Data for this exercise:
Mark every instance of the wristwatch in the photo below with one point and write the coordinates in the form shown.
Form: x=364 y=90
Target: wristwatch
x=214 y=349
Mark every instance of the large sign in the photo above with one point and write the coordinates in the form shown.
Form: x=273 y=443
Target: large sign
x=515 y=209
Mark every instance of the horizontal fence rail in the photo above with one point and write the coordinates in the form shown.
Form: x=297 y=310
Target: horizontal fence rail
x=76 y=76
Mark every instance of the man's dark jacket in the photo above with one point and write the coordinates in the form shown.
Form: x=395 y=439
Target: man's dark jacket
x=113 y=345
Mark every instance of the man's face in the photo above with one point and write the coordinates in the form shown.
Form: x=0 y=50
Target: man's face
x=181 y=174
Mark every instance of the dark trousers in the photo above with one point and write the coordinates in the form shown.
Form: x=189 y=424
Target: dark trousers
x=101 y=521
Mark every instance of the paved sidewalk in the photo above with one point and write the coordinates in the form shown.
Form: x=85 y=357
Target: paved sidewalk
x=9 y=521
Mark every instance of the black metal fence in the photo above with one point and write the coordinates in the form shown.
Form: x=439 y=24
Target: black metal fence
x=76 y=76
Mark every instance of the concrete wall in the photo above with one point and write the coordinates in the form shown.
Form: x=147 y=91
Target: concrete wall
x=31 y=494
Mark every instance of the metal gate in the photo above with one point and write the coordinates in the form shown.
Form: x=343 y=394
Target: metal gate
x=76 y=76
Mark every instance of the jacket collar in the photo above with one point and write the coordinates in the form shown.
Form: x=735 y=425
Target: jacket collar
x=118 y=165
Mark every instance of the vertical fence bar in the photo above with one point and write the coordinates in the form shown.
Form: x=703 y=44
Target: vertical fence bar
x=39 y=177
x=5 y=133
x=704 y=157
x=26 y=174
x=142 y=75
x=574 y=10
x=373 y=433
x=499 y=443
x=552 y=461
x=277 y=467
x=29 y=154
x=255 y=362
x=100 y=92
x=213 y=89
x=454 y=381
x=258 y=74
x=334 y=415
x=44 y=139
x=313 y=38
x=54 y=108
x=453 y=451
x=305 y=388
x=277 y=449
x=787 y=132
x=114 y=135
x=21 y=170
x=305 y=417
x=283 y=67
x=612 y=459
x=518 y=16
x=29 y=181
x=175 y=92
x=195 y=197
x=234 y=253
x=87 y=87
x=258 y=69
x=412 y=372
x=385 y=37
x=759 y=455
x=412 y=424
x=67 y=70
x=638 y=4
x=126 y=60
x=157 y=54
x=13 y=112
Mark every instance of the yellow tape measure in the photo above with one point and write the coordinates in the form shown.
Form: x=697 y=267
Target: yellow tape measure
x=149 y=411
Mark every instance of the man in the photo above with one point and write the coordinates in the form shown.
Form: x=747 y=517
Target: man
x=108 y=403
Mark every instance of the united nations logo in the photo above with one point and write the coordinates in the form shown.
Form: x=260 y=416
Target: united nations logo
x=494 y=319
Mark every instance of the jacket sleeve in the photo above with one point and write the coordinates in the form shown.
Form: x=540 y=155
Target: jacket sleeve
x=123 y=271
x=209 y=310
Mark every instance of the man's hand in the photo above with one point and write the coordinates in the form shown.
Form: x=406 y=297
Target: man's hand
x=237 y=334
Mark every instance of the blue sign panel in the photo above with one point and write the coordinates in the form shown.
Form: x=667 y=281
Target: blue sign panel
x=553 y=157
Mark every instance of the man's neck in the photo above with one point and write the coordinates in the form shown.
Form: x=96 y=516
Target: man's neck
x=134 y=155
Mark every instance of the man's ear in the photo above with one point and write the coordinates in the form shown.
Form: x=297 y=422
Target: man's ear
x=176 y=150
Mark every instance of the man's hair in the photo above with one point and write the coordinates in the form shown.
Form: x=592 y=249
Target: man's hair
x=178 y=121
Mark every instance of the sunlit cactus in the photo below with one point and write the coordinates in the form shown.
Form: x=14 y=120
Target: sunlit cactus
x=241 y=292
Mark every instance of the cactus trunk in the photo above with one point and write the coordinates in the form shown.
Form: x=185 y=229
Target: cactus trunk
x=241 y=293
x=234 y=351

Brief:
Exact copies of the line with "Mark every instance of the blue" and of every later line in the entries make up the whole answer.

Answer area:
Mark every instance of the blue sign panel in the photo above with one point and write the coordinates in the form shown.
Form: x=667 y=281
Target: blue sign panel
x=553 y=157
Mark every instance of the man's neck in the photo above with one point and write the coordinates in the form shown.
Form: x=96 y=516
Target: man's neck
x=134 y=155
Mark every instance of the man's ear in the photo above with one point and write the coordinates in the form shown.
Form: x=297 y=422
Target: man's ear
x=176 y=150
Mark every instance of the man's hair in the photo above with one point and write the coordinates in the form shown.
Form: x=592 y=249
Target: man's hair
x=178 y=121
Mark every instance of the sunlit cactus in the photo below with one point and write the coordinates in the form shown.
Form: x=14 y=120
Target: sunlit cactus
x=241 y=292
Mark every instance of the cactus trunk in the photo above with one point and write the coordinates in the form shown.
Form: x=185 y=229
Target: cactus trunk
x=241 y=293
x=234 y=351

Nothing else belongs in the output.